** start Stored data **

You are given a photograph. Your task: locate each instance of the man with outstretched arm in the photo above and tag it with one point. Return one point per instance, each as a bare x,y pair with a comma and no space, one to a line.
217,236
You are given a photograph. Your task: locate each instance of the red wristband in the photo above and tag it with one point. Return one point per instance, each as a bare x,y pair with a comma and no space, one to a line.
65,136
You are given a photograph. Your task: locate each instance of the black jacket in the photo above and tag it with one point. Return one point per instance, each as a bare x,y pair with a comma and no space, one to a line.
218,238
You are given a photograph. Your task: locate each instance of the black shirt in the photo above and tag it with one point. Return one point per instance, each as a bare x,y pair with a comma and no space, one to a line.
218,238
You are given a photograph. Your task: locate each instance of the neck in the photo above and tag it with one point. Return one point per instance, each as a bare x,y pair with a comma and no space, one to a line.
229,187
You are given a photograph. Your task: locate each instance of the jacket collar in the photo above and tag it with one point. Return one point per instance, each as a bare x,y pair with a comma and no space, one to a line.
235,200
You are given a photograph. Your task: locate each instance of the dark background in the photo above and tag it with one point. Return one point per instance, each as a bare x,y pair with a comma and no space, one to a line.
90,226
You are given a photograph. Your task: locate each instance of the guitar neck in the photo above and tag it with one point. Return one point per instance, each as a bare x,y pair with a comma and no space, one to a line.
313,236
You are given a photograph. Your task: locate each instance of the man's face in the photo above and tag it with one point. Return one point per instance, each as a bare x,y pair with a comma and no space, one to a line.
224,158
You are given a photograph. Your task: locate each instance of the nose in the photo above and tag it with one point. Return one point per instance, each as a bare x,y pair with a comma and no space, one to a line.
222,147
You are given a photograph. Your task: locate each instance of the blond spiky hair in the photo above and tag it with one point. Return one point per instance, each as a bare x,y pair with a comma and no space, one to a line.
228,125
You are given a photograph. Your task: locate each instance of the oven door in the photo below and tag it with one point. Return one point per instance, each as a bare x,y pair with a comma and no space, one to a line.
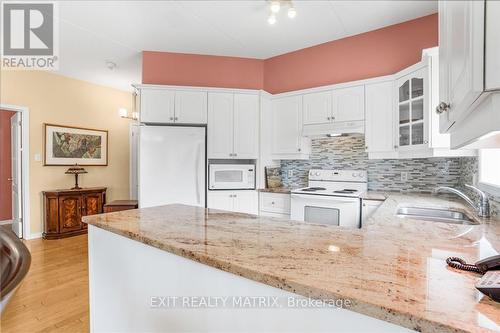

** end Stored data **

▶ **Short exercise**:
Reproduce every entry above verbatim, omitting any pictures from your copy.

▶ **Output of the task**:
You are given a photograph. Your task: locate each instance of the man with outstretched arm in the photo above and tag it with one point. Return one point per instance, each as a bare x,y pair with a comma and no space, one to a line.
217,236
You are given a photograph. Your task: locate each instance of the red wristband in the photo above and tag it with one point. Return one point per instance, each as a bare x,y pair with a comma and no space, one to a line.
65,136
You are given a photograph. Your task: locate each instance of the black jacket in the photo above and tag it with one point. Return one point per instance, each as a bare x,y pair with a comma and no space, one to a line.
218,238
You are given a photograph. Your task: locate each instance of the black shirt in the photo above and tag it with one point. Return one point per instance, each as a bare x,y pair with a comma and no space, one to a line.
218,238
You are given a photograph. Your task: locate each instance of the neck in the photo above and tag it with one point. Return one point per instance, each as a bare x,y pair with a comma and no space, one to a line.
229,187
You are given a photograph. Your task: locate each instance of the jacket collar in the photo above and tag it with one point. Return one point per instance, each as a bare x,y pair with a comma and no space, one to a line.
235,200
You are given a photograph. Your task: locate each instance of the dark background in the photo above and tag it with one point. Return one point per instance, each as a bare x,y pair with a comma and no space, one to a line.
90,226
You are given a photograph. Your task: locate each instance of the guitar neck in the photo above and tag it with one point. Return one point per instance, each as a bare x,y pair with a comma and no space, one to a line.
313,236
You are given a photograph. Your task: locate each instance of the man's face in the photo above and tag it with one point. Return one point per instance, each as a bare x,y pair with a comma and no space, one to a line.
224,158
You are given a photograph. Your task: locate each instance of the nose in the photo above and tag it with one point. Return one point per instance, each as a bare x,y pair with a comma and no space, one to a line.
222,147
You are given a photograph. Your task: locate each instance of the blond spiky hair in the photo above and tag it with one point. Return one point per instance, each as a bare x,y pair with a comma and no space, one to a line.
228,125
You are given a photograph. Your task: locate each instance of the oven door in the photo below and tag it with one point. Return one point per instance, each as a bare x,y pair with a comma and no space, one to a line.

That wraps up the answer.